##### 文書抜粋 #####

ComfyUIでAPIを酷使する

2024年7月10日 21:35

完全に上級者向けのComfyUIのAPIの使い方

　ComfyUIのAPIは、基本的にワークフローの自動実行に使うもの。サンプルはあるがマニュアルがない。そこでコードを解析してみた。このAPI実行用ワークフローを保存するには、メニューのSettingsのEnable Dev mode Optionにチェックしないと出てこない。ぶっちゃけ自作しても良いけど。

curl -X POST http://localhost:8188/settings/Comfy.DevMode -d 'true'

　今回は、APIの話だからコレだろ（違う）

user manager（共有用か？）起動時に--multi-userを入れていないとおそらく無意味

GET /users // ユーザー情報を返すらしいが何やっているか不明
GET /userdata //ユーザーフォルダを返すらしい
GET,POST,DELETE /userdata/<filename>
POST /userdata/<src>/move/<dest>

curl -X GET 'http://localhost:8188/userdata?dir=.&recurse=true'

settings

GET,POST /settings // UIの情報を取得、設定する

Server

GET /embeddings // embeddingsのリストを返すらしいが空だった（パス間違えていた）
GET /extensions // extensionsのリストを返すらしいがjsのリストだった
POST /upload/image // 画像をアップロードする
POST /upload/mask // マスクをアップロードする
GET /view // 画像を取得する
GET /view_metadata/{folder_name} // モデルのメタデータを取得する
GET /system_stats // システム情報を取得する
GET /object_info　// object infoを取得する
GET /object_info/{node_class} // node_classのobject infoを取得する
GET /history // 履歴をみる
GET /history/{prompt_id} // prompt_idの履歴を見る
GET /queue // queueの状態を見る
POST/prompt // Workflowをqueueに追加する
POST/queue // {"clear": ""} queueをクリア {"delete":[id1,…]} 指定したqueueを削除
POST/interrupt // インタラプトする
POST/free // モデルをアンロードしメモリを開ける
POST/history // 履歴を削除する {"clear": ””} history をクリア {"delete":["prompt_id1",…]} 指定したhistory を削除
WS /ws // Web Socket

　カスタムノードもAPIで実行出来る。これが強力でControl Netの自動実行も可能（スクリプトを組む体力が有れば）

まともなマニュアルがないので簡単にまとめる

POST /prompt

　ワークフローを実行するAPIである。基本的には保存したワークフローを投げ込めば終わりだが、WebSocketで画像を保存する場合、難易度が高いのでサンプルコードを読んで欲しい。

##### 提供データ #####

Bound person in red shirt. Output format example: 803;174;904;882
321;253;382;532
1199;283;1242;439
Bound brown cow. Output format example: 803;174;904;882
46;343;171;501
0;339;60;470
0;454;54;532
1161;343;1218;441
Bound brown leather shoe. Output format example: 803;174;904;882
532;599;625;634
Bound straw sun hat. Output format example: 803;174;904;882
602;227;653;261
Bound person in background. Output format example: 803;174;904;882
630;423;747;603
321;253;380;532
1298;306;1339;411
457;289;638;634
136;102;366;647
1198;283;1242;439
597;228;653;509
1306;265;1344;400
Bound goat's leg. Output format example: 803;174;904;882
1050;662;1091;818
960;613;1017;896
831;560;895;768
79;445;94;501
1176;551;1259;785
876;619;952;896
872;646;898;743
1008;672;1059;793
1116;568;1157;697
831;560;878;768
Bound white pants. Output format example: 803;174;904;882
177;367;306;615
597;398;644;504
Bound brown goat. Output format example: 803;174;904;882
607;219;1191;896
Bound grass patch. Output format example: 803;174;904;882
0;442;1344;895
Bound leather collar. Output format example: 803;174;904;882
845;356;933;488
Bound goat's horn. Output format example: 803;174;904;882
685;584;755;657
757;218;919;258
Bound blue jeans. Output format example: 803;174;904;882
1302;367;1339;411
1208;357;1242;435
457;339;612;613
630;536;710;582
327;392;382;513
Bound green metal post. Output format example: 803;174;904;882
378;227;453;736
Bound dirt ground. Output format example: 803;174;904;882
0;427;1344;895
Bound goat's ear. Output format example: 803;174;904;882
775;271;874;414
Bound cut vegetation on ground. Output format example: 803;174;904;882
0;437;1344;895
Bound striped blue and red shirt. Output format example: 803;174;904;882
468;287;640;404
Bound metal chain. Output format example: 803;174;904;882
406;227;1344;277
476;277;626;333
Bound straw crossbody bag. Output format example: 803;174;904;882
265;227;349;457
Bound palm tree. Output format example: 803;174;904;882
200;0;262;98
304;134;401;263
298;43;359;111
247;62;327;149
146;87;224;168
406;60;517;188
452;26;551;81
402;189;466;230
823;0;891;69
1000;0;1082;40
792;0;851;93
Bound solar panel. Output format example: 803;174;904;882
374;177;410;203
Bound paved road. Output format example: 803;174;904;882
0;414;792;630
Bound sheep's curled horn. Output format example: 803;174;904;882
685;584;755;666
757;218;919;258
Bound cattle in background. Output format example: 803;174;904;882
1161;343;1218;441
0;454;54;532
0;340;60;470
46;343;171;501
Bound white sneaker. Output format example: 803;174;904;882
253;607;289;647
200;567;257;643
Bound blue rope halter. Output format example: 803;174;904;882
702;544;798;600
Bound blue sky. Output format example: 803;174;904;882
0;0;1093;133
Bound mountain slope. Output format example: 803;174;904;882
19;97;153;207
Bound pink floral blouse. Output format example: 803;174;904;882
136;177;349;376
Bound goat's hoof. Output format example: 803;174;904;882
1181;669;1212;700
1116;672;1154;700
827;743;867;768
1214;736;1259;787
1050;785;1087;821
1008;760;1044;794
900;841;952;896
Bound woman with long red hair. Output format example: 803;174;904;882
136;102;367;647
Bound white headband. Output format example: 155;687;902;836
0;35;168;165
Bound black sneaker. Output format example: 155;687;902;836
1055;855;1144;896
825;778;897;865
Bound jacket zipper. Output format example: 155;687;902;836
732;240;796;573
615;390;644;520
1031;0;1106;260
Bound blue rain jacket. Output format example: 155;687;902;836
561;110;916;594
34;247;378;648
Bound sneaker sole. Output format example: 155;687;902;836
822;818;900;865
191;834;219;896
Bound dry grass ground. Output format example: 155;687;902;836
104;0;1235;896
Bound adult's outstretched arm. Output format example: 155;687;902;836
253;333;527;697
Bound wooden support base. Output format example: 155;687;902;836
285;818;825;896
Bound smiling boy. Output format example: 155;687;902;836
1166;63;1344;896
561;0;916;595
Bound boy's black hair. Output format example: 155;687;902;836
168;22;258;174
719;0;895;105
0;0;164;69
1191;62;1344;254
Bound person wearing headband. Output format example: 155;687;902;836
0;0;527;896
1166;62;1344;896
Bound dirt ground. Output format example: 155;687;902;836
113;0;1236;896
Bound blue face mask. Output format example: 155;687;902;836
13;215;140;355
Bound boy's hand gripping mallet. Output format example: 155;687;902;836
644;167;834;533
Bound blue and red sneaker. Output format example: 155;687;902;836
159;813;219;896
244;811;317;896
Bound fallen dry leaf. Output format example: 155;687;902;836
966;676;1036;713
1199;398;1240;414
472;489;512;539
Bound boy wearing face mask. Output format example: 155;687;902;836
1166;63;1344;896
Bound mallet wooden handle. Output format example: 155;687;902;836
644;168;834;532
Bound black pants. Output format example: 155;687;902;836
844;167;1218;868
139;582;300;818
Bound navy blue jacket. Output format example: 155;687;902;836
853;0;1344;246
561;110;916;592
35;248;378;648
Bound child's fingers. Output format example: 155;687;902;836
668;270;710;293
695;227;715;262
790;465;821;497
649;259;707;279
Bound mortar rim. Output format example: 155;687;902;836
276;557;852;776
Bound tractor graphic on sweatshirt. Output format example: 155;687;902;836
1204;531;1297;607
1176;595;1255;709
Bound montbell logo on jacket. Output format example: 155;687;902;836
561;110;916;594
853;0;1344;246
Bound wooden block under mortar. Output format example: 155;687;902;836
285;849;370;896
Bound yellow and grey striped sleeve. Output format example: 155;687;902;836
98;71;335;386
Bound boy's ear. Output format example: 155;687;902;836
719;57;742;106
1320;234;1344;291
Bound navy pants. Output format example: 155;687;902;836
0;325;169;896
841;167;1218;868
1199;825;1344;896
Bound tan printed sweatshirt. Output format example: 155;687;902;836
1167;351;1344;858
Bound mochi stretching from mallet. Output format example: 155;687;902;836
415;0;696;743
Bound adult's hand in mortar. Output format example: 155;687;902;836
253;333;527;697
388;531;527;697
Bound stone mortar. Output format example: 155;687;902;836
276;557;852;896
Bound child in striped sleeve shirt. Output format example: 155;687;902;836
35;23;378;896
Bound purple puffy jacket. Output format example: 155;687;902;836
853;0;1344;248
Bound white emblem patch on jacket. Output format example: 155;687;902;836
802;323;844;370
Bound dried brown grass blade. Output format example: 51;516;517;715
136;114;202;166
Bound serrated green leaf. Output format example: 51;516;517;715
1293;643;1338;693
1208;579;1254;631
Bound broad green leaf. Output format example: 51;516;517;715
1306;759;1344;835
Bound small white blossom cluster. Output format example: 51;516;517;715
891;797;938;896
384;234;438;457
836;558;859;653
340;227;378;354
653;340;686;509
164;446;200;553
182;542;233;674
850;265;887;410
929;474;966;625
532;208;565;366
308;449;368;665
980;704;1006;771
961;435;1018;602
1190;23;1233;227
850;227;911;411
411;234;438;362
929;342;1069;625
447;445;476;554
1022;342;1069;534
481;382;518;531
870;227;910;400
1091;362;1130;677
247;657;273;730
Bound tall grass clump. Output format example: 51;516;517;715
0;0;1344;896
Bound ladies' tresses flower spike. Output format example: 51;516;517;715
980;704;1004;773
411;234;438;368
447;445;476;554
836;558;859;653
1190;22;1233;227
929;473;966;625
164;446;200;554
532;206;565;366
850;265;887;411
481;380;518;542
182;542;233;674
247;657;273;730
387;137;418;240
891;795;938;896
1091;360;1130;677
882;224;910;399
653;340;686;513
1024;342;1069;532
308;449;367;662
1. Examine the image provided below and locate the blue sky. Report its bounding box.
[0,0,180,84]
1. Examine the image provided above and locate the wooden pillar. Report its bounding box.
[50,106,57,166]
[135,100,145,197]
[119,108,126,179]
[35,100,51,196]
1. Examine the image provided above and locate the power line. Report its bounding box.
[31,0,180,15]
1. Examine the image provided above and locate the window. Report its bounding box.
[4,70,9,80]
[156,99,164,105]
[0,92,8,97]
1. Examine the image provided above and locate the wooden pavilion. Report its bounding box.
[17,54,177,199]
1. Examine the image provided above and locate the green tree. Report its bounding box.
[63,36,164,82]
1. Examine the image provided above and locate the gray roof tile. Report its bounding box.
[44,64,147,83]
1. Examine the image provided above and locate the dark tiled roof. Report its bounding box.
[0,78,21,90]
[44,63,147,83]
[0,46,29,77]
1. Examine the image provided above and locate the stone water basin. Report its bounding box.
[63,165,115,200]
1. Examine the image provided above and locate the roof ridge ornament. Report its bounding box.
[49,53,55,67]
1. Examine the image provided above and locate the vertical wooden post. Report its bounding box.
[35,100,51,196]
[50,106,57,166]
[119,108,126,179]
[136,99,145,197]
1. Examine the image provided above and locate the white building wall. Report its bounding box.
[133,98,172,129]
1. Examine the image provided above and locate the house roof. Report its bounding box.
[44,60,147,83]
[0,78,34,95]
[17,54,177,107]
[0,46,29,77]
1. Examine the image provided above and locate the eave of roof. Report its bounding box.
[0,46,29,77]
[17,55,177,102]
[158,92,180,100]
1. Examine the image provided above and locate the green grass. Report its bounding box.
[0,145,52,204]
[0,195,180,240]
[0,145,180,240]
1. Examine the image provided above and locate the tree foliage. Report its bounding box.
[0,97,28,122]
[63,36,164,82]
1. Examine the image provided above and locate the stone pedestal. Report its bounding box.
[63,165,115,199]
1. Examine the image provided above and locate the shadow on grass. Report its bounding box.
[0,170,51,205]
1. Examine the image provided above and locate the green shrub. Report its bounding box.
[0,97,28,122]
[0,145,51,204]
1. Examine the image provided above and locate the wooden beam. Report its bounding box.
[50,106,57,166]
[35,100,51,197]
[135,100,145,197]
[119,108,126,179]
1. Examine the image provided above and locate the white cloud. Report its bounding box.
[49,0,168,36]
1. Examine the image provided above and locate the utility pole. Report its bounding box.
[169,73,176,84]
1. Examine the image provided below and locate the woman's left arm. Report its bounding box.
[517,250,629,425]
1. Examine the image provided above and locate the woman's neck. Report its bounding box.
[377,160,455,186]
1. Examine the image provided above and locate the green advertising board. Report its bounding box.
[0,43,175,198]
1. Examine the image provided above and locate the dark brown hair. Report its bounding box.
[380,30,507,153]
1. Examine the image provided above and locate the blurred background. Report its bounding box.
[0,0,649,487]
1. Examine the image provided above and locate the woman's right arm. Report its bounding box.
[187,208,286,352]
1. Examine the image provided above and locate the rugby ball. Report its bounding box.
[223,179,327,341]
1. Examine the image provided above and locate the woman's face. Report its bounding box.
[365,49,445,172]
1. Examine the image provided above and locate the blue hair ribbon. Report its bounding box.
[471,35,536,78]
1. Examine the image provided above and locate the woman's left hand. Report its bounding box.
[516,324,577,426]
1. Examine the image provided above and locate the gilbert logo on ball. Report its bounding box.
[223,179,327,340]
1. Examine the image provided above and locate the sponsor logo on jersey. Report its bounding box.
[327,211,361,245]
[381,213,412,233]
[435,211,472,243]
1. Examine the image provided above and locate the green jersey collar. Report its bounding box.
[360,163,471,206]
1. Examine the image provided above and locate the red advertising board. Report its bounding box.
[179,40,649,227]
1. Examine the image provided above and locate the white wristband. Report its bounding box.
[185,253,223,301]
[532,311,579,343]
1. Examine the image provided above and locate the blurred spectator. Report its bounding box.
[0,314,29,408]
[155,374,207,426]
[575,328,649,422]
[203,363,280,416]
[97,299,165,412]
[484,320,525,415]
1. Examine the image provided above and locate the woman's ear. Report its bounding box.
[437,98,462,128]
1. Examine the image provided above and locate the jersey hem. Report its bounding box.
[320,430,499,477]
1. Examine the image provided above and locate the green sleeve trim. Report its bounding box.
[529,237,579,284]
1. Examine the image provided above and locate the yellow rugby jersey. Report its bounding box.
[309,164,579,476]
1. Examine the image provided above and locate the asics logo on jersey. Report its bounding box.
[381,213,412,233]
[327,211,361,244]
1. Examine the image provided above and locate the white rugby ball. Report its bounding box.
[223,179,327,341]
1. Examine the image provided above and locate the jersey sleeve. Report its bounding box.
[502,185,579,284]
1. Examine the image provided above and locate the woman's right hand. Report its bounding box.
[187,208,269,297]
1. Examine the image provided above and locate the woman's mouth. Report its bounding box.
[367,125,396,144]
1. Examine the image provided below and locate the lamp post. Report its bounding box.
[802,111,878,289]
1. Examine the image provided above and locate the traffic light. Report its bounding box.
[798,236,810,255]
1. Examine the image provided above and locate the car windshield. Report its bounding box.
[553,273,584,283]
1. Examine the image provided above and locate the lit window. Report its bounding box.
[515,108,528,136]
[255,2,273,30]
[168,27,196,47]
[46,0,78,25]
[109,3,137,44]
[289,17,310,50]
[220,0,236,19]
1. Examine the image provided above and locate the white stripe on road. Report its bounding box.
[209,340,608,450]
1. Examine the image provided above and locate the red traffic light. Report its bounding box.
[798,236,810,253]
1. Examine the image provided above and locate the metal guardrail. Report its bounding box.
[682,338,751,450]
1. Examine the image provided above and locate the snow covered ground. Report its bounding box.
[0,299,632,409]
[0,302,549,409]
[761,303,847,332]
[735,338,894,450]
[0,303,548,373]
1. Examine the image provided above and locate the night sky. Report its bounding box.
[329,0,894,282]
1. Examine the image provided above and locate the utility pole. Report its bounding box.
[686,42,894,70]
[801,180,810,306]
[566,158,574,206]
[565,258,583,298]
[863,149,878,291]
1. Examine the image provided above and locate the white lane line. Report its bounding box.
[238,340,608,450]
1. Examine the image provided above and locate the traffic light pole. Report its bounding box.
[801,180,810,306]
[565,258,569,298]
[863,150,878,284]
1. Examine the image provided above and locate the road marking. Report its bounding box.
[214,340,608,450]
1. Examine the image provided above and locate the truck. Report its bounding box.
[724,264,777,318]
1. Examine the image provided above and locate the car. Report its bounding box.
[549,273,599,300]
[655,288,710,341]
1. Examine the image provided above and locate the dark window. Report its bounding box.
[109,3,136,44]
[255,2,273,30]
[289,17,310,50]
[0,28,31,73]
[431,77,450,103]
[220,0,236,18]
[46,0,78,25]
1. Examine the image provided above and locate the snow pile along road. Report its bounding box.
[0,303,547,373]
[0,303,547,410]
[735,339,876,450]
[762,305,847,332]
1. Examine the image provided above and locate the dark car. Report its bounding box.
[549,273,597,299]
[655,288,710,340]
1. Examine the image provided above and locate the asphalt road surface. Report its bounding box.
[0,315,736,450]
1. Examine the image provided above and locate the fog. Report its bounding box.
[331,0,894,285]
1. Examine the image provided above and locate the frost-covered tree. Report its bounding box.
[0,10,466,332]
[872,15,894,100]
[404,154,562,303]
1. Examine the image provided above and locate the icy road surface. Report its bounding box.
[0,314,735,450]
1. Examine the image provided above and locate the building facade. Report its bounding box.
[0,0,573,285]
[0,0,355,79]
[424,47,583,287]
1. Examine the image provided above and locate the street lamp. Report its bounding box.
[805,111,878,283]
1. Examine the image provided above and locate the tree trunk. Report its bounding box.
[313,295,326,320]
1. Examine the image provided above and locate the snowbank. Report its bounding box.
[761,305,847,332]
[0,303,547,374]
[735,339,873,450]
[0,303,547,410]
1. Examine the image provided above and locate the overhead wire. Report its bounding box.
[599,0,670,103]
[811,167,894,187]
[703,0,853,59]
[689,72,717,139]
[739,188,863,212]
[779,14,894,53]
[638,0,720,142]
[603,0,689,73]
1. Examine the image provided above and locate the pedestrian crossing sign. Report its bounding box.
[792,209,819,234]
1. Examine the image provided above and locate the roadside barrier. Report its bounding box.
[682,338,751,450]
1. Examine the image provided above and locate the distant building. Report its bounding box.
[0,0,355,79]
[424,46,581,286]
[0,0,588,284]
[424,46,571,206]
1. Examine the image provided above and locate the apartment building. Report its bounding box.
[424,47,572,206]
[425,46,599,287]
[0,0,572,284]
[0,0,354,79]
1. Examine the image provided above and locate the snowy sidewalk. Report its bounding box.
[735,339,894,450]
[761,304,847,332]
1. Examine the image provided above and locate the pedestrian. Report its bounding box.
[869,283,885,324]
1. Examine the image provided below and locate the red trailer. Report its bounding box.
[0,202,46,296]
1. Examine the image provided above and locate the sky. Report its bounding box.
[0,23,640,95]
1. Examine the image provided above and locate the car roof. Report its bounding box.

#####

- [作業指示] ComfyUI APIの記事の「ComfyUIでAPIを酷使する」から「Dev mode Optionにチェックしないと出てこない。ぶっちゃけ自作しても良いけど。」までを、一字一句変えずに書き写してください。 このリストはComfyUI APIの記事とは関係がありません。

- [解答例]
ComfyUIでAPIを酷使する

2024年7月10日 21:35

完全に上級者向けのComfyUIのAPIの使い方

　ComfyUIのAPIは、基本的にワークフローの自動実行に使うもの。サンプルはあるがマニュアルがない。そこでコードを解析してみた。このAPI実行用ワークフローを保存するには、メニューのSettingsのEnable Dev mode Optionにチェックしないと出てこない。ぶっちゃけ自作しても良いけど。